**** RECORDS SUPPLIED ****
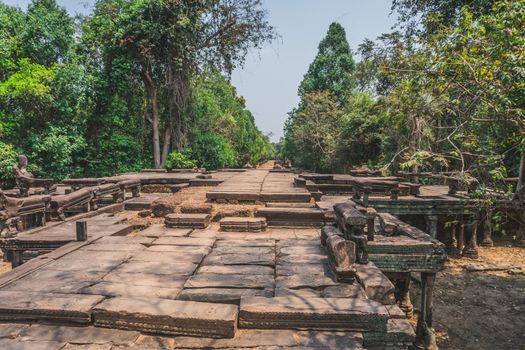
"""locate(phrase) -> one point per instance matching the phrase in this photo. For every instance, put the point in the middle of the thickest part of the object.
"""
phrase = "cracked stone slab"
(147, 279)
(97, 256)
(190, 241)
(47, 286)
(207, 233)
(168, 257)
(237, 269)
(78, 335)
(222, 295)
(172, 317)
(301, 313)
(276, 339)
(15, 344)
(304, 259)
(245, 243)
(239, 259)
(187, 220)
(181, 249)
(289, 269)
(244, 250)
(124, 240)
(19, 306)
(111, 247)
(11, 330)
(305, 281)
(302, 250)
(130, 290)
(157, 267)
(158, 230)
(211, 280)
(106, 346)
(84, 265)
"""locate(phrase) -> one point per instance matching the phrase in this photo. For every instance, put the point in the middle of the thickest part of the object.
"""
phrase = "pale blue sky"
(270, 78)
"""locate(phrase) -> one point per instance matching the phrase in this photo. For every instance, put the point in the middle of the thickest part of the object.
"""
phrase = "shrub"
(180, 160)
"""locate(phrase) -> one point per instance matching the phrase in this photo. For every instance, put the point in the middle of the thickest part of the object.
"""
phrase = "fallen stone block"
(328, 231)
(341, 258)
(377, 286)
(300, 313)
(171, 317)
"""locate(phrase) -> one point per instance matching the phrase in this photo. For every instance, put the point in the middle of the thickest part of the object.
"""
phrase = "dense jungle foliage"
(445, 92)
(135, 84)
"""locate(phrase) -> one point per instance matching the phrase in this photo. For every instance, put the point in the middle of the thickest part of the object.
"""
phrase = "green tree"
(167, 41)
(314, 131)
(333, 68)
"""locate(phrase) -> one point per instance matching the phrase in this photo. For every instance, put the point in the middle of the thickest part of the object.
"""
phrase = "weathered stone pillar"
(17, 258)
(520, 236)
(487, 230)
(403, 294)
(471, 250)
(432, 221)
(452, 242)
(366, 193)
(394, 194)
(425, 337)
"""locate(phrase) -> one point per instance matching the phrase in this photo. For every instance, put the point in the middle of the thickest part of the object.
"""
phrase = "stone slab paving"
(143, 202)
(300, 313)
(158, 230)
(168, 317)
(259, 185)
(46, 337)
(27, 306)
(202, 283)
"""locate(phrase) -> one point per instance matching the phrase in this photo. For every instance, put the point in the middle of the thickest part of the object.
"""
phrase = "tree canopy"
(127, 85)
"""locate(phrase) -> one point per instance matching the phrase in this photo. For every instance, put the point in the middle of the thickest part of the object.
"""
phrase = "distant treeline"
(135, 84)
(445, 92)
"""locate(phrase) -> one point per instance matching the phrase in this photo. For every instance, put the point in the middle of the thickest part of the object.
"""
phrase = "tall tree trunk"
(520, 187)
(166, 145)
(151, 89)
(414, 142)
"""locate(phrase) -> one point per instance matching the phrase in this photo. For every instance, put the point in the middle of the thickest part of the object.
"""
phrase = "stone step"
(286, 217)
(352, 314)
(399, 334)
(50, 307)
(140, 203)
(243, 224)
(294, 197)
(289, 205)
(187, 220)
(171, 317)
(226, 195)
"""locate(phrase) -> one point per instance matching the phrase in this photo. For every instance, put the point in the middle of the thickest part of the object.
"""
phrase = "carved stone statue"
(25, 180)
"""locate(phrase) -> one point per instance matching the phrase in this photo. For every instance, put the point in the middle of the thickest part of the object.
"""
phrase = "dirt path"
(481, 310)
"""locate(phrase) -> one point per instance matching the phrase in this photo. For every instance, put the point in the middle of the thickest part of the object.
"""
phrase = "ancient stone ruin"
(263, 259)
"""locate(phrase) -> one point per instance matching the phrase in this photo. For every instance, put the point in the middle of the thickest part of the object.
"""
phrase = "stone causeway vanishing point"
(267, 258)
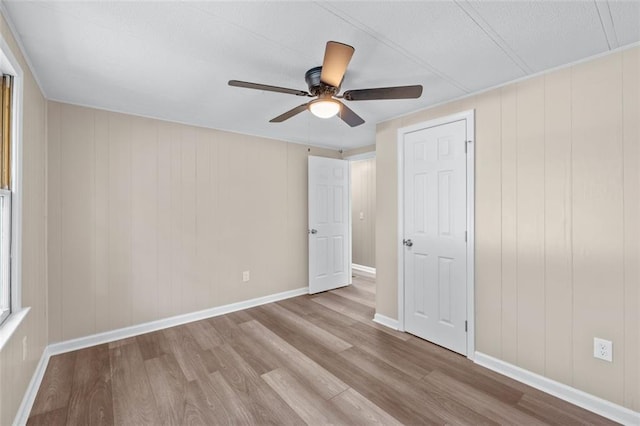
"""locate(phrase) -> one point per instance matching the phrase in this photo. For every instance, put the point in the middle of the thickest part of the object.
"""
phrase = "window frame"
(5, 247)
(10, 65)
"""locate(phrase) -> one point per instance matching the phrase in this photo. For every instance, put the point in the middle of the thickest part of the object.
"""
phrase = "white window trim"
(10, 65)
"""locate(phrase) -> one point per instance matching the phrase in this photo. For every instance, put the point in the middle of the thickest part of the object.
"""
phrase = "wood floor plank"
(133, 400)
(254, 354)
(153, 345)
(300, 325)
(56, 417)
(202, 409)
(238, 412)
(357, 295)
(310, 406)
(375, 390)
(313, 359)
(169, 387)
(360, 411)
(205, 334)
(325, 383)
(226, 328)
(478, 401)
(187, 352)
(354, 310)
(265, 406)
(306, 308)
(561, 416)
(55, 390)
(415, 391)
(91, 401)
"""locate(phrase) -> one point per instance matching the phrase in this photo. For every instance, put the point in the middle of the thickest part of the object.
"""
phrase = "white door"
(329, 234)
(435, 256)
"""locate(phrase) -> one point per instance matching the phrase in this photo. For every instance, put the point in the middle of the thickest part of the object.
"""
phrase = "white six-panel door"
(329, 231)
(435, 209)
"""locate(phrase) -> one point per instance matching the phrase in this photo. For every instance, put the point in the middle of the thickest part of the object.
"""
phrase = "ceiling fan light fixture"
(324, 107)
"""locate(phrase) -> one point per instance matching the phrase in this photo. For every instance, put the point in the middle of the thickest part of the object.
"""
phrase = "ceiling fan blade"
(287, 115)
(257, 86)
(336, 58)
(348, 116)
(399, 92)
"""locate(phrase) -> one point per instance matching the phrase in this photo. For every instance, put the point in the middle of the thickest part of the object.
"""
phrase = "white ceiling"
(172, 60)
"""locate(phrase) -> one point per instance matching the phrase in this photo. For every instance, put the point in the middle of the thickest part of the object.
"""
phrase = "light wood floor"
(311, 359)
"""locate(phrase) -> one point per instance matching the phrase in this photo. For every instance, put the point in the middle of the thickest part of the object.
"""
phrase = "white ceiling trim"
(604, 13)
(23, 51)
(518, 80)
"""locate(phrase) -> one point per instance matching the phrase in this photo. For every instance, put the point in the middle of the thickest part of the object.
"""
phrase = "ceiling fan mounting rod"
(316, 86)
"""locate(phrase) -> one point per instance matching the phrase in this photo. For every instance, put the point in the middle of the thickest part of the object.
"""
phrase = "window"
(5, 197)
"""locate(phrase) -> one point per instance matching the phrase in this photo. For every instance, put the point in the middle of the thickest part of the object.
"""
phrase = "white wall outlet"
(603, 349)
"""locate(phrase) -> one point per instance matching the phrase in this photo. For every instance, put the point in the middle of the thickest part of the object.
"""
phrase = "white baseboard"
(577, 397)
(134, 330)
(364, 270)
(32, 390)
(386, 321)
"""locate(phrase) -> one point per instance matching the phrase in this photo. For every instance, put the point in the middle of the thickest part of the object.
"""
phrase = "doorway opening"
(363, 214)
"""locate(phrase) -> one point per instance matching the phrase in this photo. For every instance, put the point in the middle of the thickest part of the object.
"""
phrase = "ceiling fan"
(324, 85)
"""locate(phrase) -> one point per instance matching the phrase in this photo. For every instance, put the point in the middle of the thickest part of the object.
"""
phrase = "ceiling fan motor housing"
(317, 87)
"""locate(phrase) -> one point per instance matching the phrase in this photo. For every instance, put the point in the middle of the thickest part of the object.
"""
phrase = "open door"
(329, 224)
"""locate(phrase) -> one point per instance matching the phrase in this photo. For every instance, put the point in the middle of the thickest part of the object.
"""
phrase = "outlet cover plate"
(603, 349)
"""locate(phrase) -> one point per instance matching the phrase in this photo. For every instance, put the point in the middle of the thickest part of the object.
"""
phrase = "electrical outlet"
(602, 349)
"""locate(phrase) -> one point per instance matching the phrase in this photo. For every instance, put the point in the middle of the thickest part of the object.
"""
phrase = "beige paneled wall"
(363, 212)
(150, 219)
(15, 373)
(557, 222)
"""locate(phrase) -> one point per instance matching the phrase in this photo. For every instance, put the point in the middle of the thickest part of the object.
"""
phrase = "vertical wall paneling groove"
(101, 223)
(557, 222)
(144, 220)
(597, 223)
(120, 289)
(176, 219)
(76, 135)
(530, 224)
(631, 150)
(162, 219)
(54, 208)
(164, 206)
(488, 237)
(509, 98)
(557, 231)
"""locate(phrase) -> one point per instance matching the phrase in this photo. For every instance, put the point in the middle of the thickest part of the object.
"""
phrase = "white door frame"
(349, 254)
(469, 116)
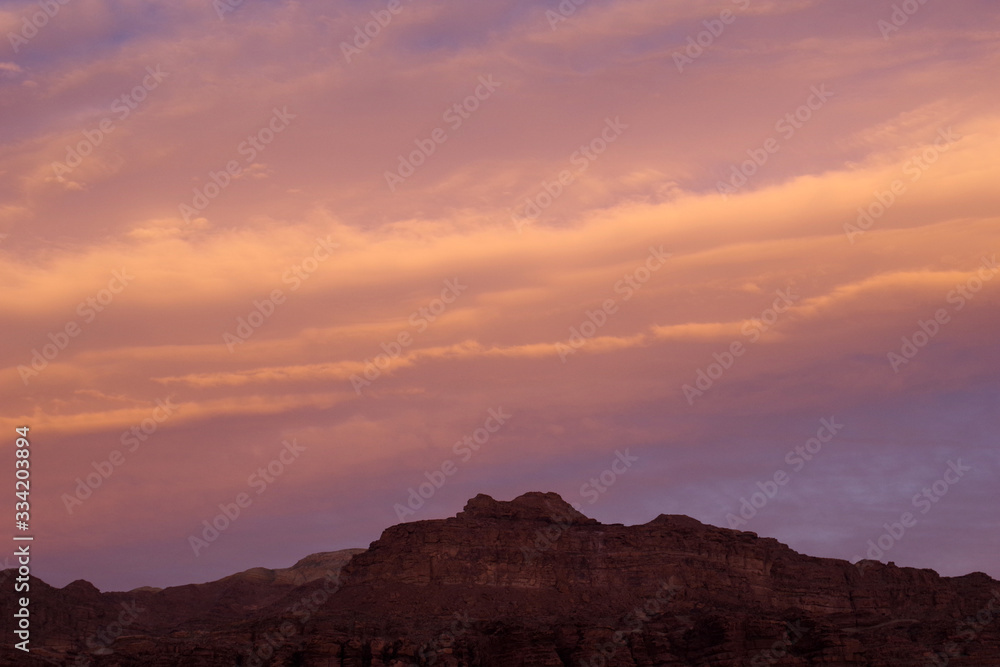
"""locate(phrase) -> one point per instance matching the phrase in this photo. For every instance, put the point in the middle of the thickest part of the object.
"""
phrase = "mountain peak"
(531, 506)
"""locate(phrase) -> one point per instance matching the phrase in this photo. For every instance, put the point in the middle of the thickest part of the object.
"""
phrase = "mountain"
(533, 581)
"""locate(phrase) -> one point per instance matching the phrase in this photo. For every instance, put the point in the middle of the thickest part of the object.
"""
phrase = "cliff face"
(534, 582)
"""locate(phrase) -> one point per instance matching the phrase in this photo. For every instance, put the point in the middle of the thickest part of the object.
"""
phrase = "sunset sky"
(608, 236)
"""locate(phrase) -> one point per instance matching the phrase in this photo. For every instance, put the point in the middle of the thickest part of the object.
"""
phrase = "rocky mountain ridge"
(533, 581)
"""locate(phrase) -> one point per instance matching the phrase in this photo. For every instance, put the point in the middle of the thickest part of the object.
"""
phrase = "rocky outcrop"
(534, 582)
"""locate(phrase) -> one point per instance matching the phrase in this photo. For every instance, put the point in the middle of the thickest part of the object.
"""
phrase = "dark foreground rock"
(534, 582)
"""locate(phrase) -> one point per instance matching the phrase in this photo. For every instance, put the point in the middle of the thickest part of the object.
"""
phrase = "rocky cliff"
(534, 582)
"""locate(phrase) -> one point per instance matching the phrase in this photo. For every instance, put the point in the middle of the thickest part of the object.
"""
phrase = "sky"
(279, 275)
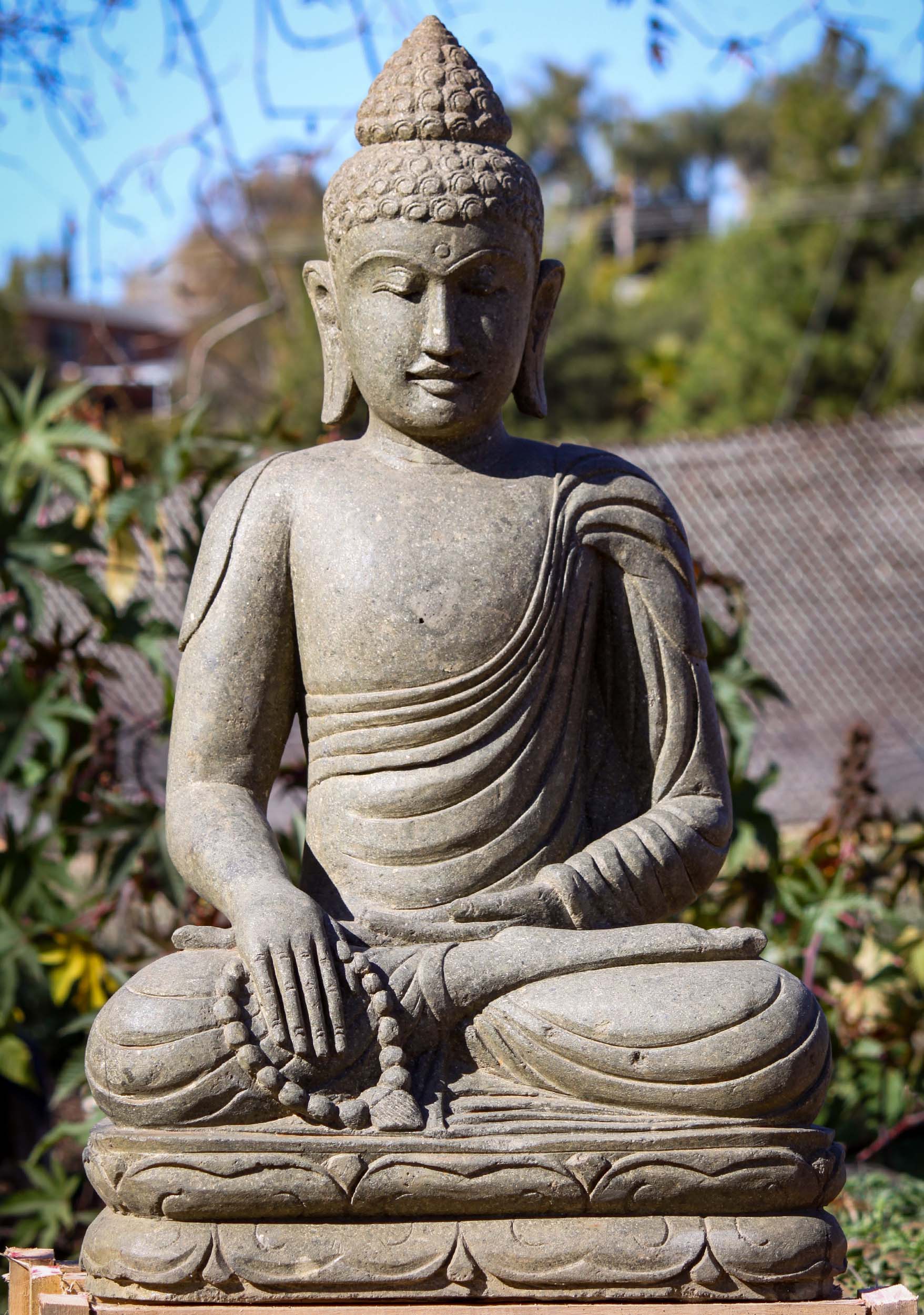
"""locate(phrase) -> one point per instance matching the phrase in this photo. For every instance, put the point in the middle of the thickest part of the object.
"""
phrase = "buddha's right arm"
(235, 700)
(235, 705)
****
> WHAT THE TASK REQUIRES:
Gather every line in the records above that contains the word "rocky" and copy each one out.

> RESPONSE FOR THIS EXERCISE:
phrase = "rocky mountain ridge"
phrase = "rocky outcrop"
phrase = "rocky cliff"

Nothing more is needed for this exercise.